== Extracted data ==
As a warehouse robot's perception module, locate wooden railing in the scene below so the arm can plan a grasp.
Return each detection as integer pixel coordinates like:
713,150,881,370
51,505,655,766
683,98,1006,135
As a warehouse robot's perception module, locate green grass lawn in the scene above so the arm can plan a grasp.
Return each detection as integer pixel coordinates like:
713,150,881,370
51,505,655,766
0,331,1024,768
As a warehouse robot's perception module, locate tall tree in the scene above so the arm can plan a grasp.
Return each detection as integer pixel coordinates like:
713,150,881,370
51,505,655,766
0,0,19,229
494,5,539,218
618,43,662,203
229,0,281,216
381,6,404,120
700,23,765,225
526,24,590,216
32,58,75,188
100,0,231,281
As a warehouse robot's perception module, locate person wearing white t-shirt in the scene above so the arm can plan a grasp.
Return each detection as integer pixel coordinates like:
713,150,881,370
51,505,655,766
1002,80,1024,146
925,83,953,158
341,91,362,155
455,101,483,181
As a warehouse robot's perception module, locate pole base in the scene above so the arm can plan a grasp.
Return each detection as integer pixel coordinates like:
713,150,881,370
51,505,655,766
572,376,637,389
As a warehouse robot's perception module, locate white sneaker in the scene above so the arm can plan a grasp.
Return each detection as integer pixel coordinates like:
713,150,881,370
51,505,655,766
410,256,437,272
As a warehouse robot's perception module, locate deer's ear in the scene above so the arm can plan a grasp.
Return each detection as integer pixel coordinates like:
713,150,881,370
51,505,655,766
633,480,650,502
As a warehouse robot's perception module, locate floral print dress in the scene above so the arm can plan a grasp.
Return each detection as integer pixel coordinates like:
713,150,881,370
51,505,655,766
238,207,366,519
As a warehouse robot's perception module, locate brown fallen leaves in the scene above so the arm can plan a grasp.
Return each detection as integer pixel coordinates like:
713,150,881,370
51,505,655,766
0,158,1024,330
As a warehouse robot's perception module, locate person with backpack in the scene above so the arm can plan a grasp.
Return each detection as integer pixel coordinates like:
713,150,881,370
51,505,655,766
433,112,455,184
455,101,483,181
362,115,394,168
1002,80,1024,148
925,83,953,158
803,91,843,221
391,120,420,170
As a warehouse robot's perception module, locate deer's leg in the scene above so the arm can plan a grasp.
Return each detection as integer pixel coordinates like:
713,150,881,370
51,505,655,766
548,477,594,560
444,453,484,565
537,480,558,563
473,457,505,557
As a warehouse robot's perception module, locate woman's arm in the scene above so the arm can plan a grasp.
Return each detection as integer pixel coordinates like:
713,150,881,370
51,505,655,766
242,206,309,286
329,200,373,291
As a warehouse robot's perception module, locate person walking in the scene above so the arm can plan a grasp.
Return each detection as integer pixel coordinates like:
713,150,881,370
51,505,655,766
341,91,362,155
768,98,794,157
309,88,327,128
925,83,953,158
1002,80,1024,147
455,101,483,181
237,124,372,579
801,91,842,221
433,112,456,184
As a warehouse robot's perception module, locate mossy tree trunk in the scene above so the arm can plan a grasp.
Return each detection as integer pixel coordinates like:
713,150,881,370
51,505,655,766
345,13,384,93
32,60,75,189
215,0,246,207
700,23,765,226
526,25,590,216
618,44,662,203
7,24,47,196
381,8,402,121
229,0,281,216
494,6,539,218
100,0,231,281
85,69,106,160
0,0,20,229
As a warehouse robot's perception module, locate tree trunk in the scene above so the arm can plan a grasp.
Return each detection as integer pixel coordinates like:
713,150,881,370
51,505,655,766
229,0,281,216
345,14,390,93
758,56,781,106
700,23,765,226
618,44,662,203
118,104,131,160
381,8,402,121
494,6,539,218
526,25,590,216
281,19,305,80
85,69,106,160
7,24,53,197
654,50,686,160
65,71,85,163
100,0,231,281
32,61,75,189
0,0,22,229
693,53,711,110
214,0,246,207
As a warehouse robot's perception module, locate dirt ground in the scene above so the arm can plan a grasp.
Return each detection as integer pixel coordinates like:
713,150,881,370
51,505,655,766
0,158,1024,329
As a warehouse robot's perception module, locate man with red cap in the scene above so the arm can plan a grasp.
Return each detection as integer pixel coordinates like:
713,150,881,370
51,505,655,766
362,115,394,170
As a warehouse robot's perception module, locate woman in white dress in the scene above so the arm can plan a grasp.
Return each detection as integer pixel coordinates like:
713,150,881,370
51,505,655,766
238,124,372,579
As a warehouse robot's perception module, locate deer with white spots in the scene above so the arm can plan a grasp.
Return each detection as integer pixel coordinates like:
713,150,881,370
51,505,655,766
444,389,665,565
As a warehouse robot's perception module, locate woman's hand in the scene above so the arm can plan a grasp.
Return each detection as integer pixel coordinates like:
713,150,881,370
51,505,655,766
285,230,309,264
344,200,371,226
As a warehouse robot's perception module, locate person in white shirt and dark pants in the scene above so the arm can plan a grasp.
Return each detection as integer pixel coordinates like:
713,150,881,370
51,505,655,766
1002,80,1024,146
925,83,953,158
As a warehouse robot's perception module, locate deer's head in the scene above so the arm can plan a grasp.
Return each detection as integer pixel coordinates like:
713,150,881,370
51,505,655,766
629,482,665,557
===
● **The task**:
Lay out the lines above as a numbered list, from the line containing "As a warehouse robot's perception module, locate deer's leg" through the line containing "0,158,1024,329", inclusive, leaving out any blank lines.

● **Reply**:
1. As a warehouse robot's perception module, locate deer's leg in the scene above so the arm can plan a grasp.
2. Return each detection as integer pixel coordinates like:
3. 713,150,881,370
4. 51,505,655,766
5. 548,477,594,560
6. 444,453,484,565
7. 537,480,558,563
8. 473,457,505,557
9. As a warehouse robot's perception module, locate woman's arm in the scene above so the arm can plan a grasp.
10. Return each detection as integer pixel coordinates like:
11. 713,150,881,370
12. 51,505,655,766
13. 242,206,309,286
14. 329,200,373,291
15. As a warehouse robot's perception module, locate person walking in the scene above so the arm can plan a grasp.
16. Return each detection as integer pixel coordinates like:
17. 713,150,881,370
18. 51,505,655,766
19. 341,91,362,155
20. 768,98,794,157
21. 309,88,327,128
22. 925,83,953,158
23. 1002,80,1024,147
24. 455,101,483,181
25. 237,124,372,579
26. 801,91,842,221
27. 433,112,456,184
28. As a warehouse robot's perception module, locate mossy tree trunk in the scene above so the arm can plan a grasp.
29. Return each detection as integer pixel coordinates like:
30. 713,150,881,370
31. 51,505,655,766
32. 345,13,384,93
33. 32,60,75,189
34. 215,0,246,207
35. 700,23,765,226
36. 526,25,590,216
37. 618,44,662,203
38. 7,24,47,196
39. 381,8,402,121
40. 229,0,281,216
41. 494,6,539,218
42. 100,0,231,281
43. 85,69,106,160
44. 0,0,20,229
45. As a warehouse robot's perception module, locate tree trunk in the scene above so the arm can plan a grasp.
46. Return each detection as integer pixel coordinates like:
47. 713,150,881,370
48. 51,505,655,766
49. 229,0,281,216
50. 345,14,390,93
51. 758,56,781,106
52. 700,23,765,226
53. 618,44,662,203
54. 118,104,131,160
55. 381,8,402,121
56. 494,6,539,218
57. 526,25,590,216
58. 281,19,305,80
59. 85,69,106,160
60. 7,24,53,197
61. 654,50,686,160
62. 65,71,85,163
63. 100,0,231,281
64. 32,61,75,189
65. 0,0,22,229
66. 693,53,711,110
67. 214,0,246,207
68. As a warehouse robot's perception module, locate dirt ground in the scene above so the arm can plan a grasp.
69. Return each detection as integer pixel coordinates like:
70. 713,150,881,370
71. 51,505,655,766
72. 0,158,1024,329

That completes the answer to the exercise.